=== Section Start ===
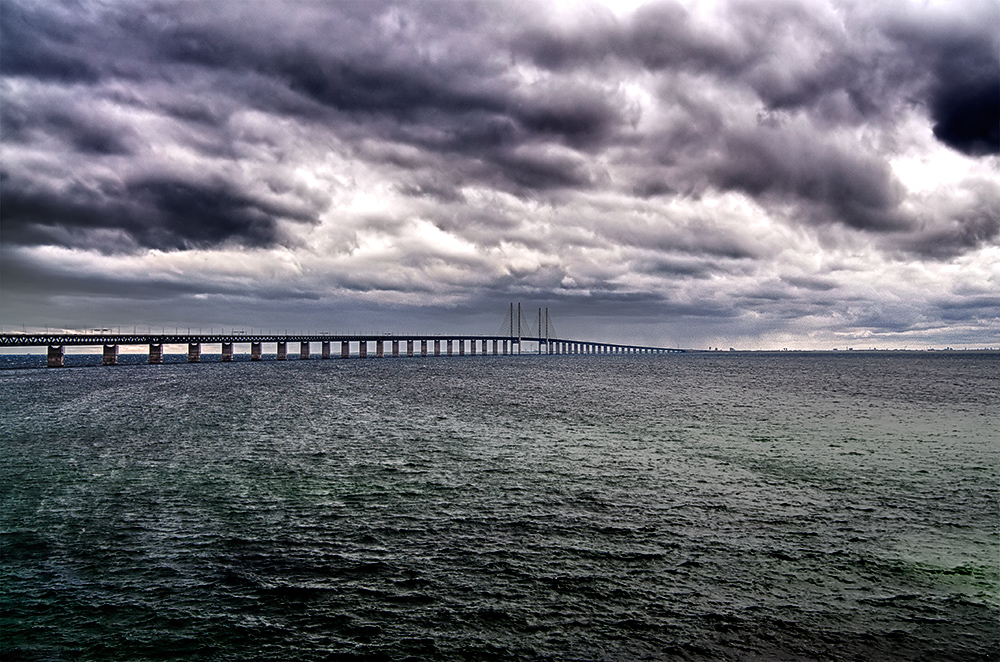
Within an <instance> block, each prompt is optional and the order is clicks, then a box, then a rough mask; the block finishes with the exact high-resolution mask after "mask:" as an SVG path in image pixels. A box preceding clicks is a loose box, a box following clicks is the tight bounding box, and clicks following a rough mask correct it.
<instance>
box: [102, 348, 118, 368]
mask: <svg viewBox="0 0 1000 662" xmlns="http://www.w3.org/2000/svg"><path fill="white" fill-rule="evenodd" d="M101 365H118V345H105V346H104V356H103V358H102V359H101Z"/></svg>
=== Section End ===
=== Section Start ===
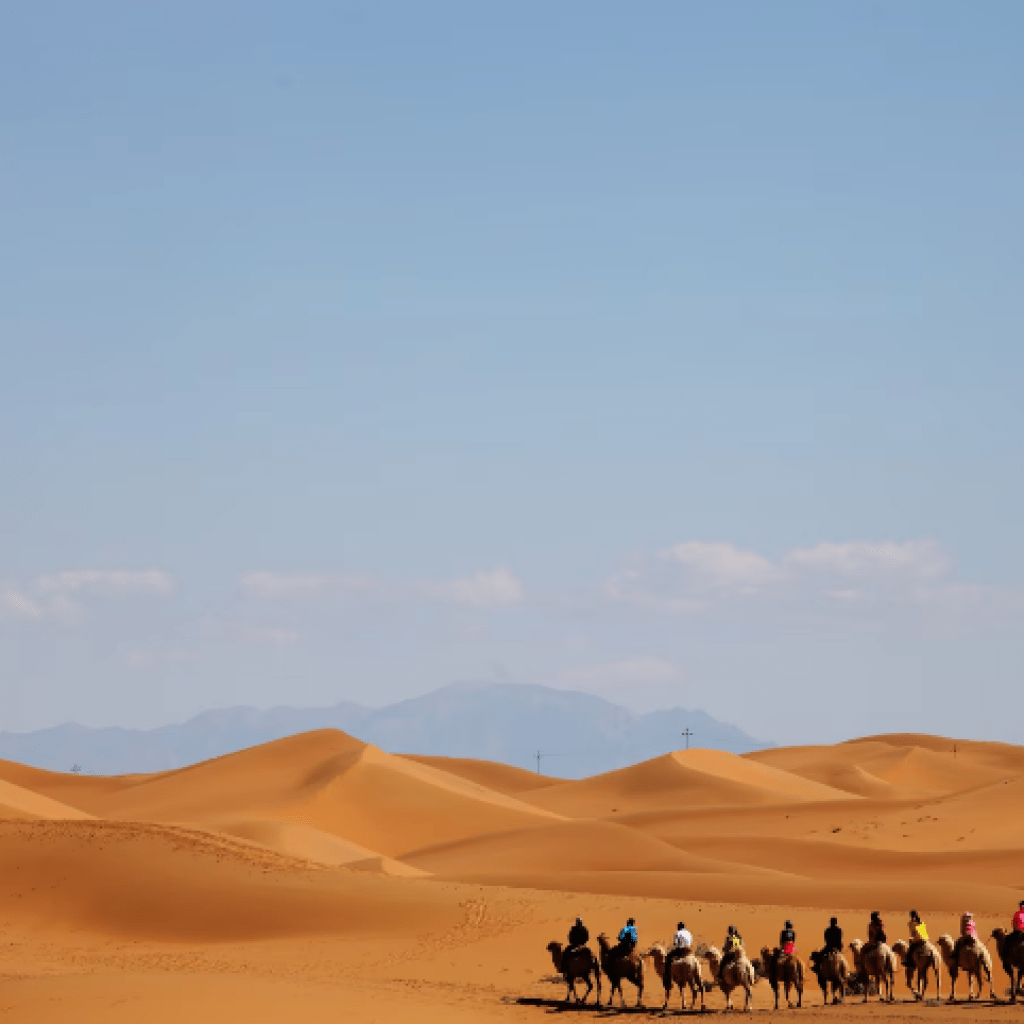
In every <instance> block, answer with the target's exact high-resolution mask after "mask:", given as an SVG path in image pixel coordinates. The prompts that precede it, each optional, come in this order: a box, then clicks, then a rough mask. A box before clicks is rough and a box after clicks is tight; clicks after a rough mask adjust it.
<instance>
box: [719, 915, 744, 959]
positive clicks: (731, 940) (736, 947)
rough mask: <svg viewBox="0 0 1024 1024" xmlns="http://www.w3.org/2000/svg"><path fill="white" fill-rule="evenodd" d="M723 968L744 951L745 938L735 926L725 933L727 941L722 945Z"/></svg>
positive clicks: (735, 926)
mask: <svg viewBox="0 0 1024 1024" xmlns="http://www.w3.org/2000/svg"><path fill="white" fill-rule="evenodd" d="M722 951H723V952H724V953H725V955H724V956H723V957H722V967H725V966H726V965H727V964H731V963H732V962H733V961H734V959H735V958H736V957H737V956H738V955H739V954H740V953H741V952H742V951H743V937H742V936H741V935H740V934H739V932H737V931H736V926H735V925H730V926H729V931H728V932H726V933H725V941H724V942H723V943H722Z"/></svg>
=== Section End ===
* Action item: Pull out every line of the data that contains the word "rough", treating uppercase and lowercase letters as different.

* Result of this exercise:
Within an <instance> block, each prompt is optional and the order is clicks, then a box, then a rough mask; the block finishes with the exact high-resolution mask after "mask:" as an SVG path in image pixels. A box preceding clicks is a loose box, a box following clicks is the tight bounding box, and clicks following a rough mask correct it.
In every <instance> block, answer with the target's exact high-resolution mask after "mask:", given as an SVG path in image pixel coordinates. The prompts that precede it, each optional, come in this order: a box, then clicks, then a rough mask. A box before clicks is rough and a box after clicks is tight; clicks after a rough mask adjust it.
rough mask: <svg viewBox="0 0 1024 1024" xmlns="http://www.w3.org/2000/svg"><path fill="white" fill-rule="evenodd" d="M723 968L744 951L745 938L735 926L725 933L727 941L722 945Z"/></svg>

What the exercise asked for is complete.